WRITTEN REQUEST = Repeat only the lines from the one holding "Locate the gray" down to the last line of the listing below, including both of those lines.

SUPPLIED INFORMATION =
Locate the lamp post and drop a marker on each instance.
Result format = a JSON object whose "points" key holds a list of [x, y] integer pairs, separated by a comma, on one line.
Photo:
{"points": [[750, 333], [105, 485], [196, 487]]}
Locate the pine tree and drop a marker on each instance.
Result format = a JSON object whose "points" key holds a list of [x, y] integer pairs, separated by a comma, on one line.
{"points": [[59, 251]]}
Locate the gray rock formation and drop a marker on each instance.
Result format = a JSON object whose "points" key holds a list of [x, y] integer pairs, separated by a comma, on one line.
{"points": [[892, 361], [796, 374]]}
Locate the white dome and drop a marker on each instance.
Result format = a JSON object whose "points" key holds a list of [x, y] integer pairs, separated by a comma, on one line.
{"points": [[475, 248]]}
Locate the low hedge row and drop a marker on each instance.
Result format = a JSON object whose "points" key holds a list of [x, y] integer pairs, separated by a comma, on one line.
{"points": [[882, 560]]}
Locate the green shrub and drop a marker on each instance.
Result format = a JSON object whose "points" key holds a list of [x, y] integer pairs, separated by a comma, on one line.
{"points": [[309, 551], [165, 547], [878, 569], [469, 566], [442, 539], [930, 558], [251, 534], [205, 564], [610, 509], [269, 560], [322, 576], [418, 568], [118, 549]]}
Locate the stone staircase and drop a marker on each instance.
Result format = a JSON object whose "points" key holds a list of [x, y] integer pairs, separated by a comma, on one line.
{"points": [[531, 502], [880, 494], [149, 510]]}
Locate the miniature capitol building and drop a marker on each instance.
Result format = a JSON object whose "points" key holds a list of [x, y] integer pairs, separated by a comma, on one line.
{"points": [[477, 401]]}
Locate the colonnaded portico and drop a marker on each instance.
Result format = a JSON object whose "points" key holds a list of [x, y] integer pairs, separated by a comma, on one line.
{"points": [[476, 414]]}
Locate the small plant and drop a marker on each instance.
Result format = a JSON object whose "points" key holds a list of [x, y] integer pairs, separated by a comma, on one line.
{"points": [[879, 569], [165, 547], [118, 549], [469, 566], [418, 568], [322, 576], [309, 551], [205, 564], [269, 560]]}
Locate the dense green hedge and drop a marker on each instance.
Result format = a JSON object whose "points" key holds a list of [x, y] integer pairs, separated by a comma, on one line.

RESPONSE =
Locate the gray rock formation and drop a marker on each instance.
Result format = a JSON object whose "points" key holds a list of [x, y] integer pairs, separated by a comma, on one line.
{"points": [[892, 361], [796, 374]]}
Locate the white dome and drop a marker on each instance.
Result format = a JSON object whose "points" key holds a list of [x, y] integer pairs, separated by a comma, on one line.
{"points": [[475, 248]]}
Locate the low hedge row and drop a marker on each instance.
Result format = a JSON object whose "points" key holds a list of [x, y] integer pairs, separated by a comma, on one line.
{"points": [[882, 560]]}
Locate the green shrub and drop a marker on each instance.
Result format = a JSON object whose "points" key holds a list of [x, y] integer pairs, separated by a comma, on one line.
{"points": [[309, 551], [165, 547], [878, 569], [469, 566], [442, 539], [930, 558], [251, 534], [205, 564], [610, 509], [269, 560], [322, 576], [418, 568], [118, 549]]}
Locate the stone staircase and drop a marker on each instance.
Result format = a JSON object whose "points" key holds a list of [x, y] integer pairs, separated by a comma, on one line.
{"points": [[531, 502], [880, 494], [149, 510]]}
Locate the miniature capitol building and drop a marker on each instance.
Result format = a JSON object whose "points" key holds a list of [x, y] integer pairs, separated by a comma, on one line.
{"points": [[477, 401]]}
Locate the colonnaded portico and drop a marker on each instance.
Result format = a JSON object whose "points" key holds a list of [x, y] integer pairs, separated by a comma, on one line.
{"points": [[476, 414]]}
Locate the small plant and drop a marker on each instance.
Result format = a JSON object whose "points" key holds a list of [x, y] integer pairs, separated by a comma, on one line.
{"points": [[879, 569], [165, 547], [118, 549], [469, 566], [418, 568], [322, 576], [309, 551], [205, 564], [269, 560]]}
Locate the dense green hedge and drop a marker on each instance.
Result format = a JSON object whose "points" key holds a list of [x, y] integer pairs, separated by a comma, on one line.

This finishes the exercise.